Task statement =
Are you able to quote each entry exactly as written?

[Stored data entries]
::::::::
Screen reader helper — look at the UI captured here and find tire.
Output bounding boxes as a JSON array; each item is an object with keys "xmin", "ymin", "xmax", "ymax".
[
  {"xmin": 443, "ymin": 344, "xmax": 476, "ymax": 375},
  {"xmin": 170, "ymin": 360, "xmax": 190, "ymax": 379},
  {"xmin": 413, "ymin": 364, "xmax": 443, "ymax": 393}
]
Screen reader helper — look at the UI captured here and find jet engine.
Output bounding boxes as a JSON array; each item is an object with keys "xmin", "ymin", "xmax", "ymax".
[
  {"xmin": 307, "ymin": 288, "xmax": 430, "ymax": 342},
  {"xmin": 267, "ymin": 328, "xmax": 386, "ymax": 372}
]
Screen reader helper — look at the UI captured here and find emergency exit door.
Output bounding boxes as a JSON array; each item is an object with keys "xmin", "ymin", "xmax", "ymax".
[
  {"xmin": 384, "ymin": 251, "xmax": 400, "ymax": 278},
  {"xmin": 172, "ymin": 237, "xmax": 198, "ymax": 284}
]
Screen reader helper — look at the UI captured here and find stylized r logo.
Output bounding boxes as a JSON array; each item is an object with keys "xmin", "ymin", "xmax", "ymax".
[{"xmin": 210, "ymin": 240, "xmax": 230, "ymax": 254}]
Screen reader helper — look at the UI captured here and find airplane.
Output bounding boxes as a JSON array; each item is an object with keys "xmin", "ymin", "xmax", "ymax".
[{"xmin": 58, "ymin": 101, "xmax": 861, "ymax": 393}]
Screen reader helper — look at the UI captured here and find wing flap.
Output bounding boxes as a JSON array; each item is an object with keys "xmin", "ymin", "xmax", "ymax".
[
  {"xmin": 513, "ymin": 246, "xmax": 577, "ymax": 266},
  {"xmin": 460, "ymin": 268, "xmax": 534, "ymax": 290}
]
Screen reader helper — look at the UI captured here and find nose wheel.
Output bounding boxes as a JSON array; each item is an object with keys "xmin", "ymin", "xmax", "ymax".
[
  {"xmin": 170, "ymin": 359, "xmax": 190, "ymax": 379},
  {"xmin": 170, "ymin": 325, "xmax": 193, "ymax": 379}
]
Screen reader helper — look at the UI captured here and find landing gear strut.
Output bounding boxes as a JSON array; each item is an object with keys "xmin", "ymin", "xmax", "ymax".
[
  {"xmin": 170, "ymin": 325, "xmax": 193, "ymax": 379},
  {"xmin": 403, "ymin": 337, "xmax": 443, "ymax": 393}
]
::::::::
Exercise response =
Screen reader helper — look at the UI captured here and find tire.
Output bounding boxes as a JSON array; each item is an object with keys "xmin", "ymin", "xmax", "ymax".
[
  {"xmin": 443, "ymin": 344, "xmax": 476, "ymax": 375},
  {"xmin": 170, "ymin": 360, "xmax": 190, "ymax": 379},
  {"xmin": 413, "ymin": 364, "xmax": 443, "ymax": 393}
]
Screen reader helper — look at the UI captured here and find jet engine.
Output bounding boxes as a JSON array; each item is an object with keys "xmin", "ymin", "xmax", "ymax".
[
  {"xmin": 307, "ymin": 288, "xmax": 430, "ymax": 342},
  {"xmin": 267, "ymin": 328, "xmax": 386, "ymax": 372}
]
Screen reader helper — look at the UI captured here and find emergency exit door.
Output bounding boxes as a JSON array; each item is an object with keys "xmin", "ymin", "xmax", "ymax".
[
  {"xmin": 384, "ymin": 251, "xmax": 400, "ymax": 278},
  {"xmin": 172, "ymin": 237, "xmax": 198, "ymax": 284}
]
Screen reader helper — look at the UI captured here and find stylized r logo.
Output bounding boxes as a JSON array; each item is an object with keys "xmin", "ymin", "xmax", "ymax".
[{"xmin": 210, "ymin": 240, "xmax": 230, "ymax": 254}]
Screen reader helper — look at the UI captured here and find airplane.
Output bounding boxes as a JSON array; each item is an object with keys "xmin", "ymin", "xmax", "ymax".
[{"xmin": 58, "ymin": 101, "xmax": 861, "ymax": 393}]
Screen reader helper — look at the UI captured here and find wing flap.
Output bounding boxes as a JSON array; each item is an object with keys "xmin", "ymin", "xmax", "ymax".
[
  {"xmin": 513, "ymin": 246, "xmax": 577, "ymax": 266},
  {"xmin": 460, "ymin": 268, "xmax": 534, "ymax": 290}
]
Screen reader helper — look at the UI captured here and find nose wheel.
Output bounding boxes as a JSON array; each item is an object with keys "xmin", "ymin", "xmax", "ymax".
[
  {"xmin": 170, "ymin": 359, "xmax": 190, "ymax": 379},
  {"xmin": 170, "ymin": 325, "xmax": 193, "ymax": 379}
]
Screen reader helper — look at the UI captured here and find landing gear strut.
Output bounding boxes as a JSON array; each item is an object with keys "xmin", "ymin", "xmax", "ymax".
[
  {"xmin": 170, "ymin": 325, "xmax": 193, "ymax": 379},
  {"xmin": 403, "ymin": 337, "xmax": 443, "ymax": 393}
]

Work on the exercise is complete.